- WHAT YOU NEED TO DO -
Would you quote the material below in full and unchanged?

─── WORKING DATA

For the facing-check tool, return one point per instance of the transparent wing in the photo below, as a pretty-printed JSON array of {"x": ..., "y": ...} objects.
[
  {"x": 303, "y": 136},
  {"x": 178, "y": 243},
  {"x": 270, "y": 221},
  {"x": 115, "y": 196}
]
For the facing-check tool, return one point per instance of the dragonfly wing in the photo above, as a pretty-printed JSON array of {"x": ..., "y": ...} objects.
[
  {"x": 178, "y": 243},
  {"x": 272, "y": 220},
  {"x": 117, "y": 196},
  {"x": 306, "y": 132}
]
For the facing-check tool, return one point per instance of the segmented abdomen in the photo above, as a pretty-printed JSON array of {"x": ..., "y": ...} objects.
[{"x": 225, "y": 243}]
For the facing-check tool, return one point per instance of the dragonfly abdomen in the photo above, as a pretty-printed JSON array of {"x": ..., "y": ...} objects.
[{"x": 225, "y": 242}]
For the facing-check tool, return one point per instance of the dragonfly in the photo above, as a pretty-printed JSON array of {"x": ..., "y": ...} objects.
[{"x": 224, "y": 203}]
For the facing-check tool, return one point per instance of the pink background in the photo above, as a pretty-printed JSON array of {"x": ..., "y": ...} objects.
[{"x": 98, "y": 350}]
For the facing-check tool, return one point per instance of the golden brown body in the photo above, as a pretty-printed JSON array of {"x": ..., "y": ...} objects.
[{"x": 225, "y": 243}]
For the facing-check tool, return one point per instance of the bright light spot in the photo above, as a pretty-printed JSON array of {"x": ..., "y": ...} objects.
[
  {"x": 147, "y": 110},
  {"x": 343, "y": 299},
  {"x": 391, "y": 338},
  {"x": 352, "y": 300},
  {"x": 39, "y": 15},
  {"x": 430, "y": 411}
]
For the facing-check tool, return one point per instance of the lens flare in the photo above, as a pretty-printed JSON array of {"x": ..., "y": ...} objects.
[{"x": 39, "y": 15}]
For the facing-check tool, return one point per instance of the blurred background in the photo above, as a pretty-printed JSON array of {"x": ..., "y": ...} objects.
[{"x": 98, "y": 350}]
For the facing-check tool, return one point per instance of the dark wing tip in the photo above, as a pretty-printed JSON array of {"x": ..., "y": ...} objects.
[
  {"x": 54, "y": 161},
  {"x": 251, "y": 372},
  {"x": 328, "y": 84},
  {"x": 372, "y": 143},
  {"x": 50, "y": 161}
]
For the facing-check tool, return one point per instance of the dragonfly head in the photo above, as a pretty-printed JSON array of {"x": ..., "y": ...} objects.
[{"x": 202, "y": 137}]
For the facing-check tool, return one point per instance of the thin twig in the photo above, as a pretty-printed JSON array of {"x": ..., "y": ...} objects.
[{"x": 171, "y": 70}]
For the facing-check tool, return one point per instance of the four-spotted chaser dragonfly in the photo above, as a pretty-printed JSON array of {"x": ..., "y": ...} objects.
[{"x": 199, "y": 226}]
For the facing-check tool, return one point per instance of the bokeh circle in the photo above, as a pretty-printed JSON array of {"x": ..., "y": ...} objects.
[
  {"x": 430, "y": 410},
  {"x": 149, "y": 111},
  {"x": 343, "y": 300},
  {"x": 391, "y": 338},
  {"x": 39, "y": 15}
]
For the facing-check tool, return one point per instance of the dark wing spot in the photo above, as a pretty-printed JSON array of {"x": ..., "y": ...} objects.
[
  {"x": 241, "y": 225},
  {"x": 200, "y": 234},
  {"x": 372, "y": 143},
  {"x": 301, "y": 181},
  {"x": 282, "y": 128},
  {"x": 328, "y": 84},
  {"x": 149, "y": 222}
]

──────

- OUTPUT FOR THIS EXERCISE -
For the facing-check tool, return one point per instance of the transparent wing in the photo below, as a pretty-printed JSON array of {"x": ..., "y": ...} objects.
[
  {"x": 303, "y": 136},
  {"x": 178, "y": 243},
  {"x": 270, "y": 221},
  {"x": 115, "y": 196}
]
For the facing-check tool, return one point per instance of the dragonfly wing in the photo above, as a pretty-printed JSON array of {"x": ..., "y": ...} objects.
[
  {"x": 178, "y": 243},
  {"x": 272, "y": 220},
  {"x": 117, "y": 196},
  {"x": 306, "y": 132}
]
For the facing-check tool, return one point per instance of the segmented abdomen in the photo above, as a pretty-printed JSON array of {"x": ..., "y": ...} objects.
[{"x": 225, "y": 243}]
For the facing-check tool, return one point per instance of the dragonfly abdomen in the photo above, as a pretty-printed JSON array of {"x": ..., "y": ...} objects.
[{"x": 225, "y": 242}]
For the facing-check tool, return one point per instance of the dragonfly in the photo above, as a pretty-printed JSON array of {"x": ..., "y": ...} objects.
[{"x": 224, "y": 203}]
For the facing-check tool, return one point per instance of the pink background in the photo above, as a pretty-printed JSON array of {"x": ..., "y": ...} objects.
[{"x": 98, "y": 350}]
For the facing-check tool, return one point per instance of the golden brown body in the photo above, as a pretty-printed JSON array of {"x": ..., "y": ...} objects.
[{"x": 225, "y": 243}]
For the facing-check tool, return one point per instance of the bright light spot in the photo above, as a pretty-printed JSON array of {"x": ..., "y": ...} objects.
[
  {"x": 147, "y": 110},
  {"x": 343, "y": 299},
  {"x": 391, "y": 338},
  {"x": 352, "y": 300},
  {"x": 39, "y": 15},
  {"x": 430, "y": 411}
]
For the facing-check tool, return one point per instance of the lens flare in the photo above, as a pretty-printed JSON array of {"x": ..., "y": ...} objects.
[{"x": 39, "y": 15}]
For the facing-check tool, return one point per instance of the blurred background in the photo above, as a pretty-printed JSON array of {"x": ..., "y": ...} objects.
[{"x": 98, "y": 350}]
For the facing-check tool, return one point per instance of the dark wing tip in the photo above, as a pretty-printed JSON array of {"x": ..., "y": ...} objects.
[
  {"x": 54, "y": 161},
  {"x": 251, "y": 372},
  {"x": 328, "y": 84},
  {"x": 372, "y": 143},
  {"x": 50, "y": 161}
]
For the facing-check tool, return one point per instance of the dragonfly head in the photo above, as a pretty-printed JSON array of {"x": ..., "y": ...} objects.
[{"x": 202, "y": 137}]
For the facing-check tool, return one point per instance of the thin twig in the photo above, as a pretty-printed JSON array of {"x": ..., "y": ...} objects.
[{"x": 171, "y": 70}]
For the facing-check tool, return one point per instance of the four-spotted chaser dragonfly in the photo above, as a pretty-printed JSON array of {"x": ..., "y": ...} objects.
[{"x": 199, "y": 226}]
For the facing-check tool, return one point per instance of the bokeh circle in the photo above, as a pretty-printed JSON array of {"x": ..., "y": ...} objects.
[
  {"x": 430, "y": 410},
  {"x": 149, "y": 111},
  {"x": 343, "y": 300},
  {"x": 391, "y": 338},
  {"x": 39, "y": 15}
]
For the facing-check tool, return one point per instance of the dark wing spot in the photo above, as a pretty-printed JSON array of {"x": ..., "y": ...} objects.
[
  {"x": 241, "y": 225},
  {"x": 200, "y": 234},
  {"x": 372, "y": 143},
  {"x": 301, "y": 181},
  {"x": 282, "y": 128},
  {"x": 328, "y": 84},
  {"x": 149, "y": 222}
]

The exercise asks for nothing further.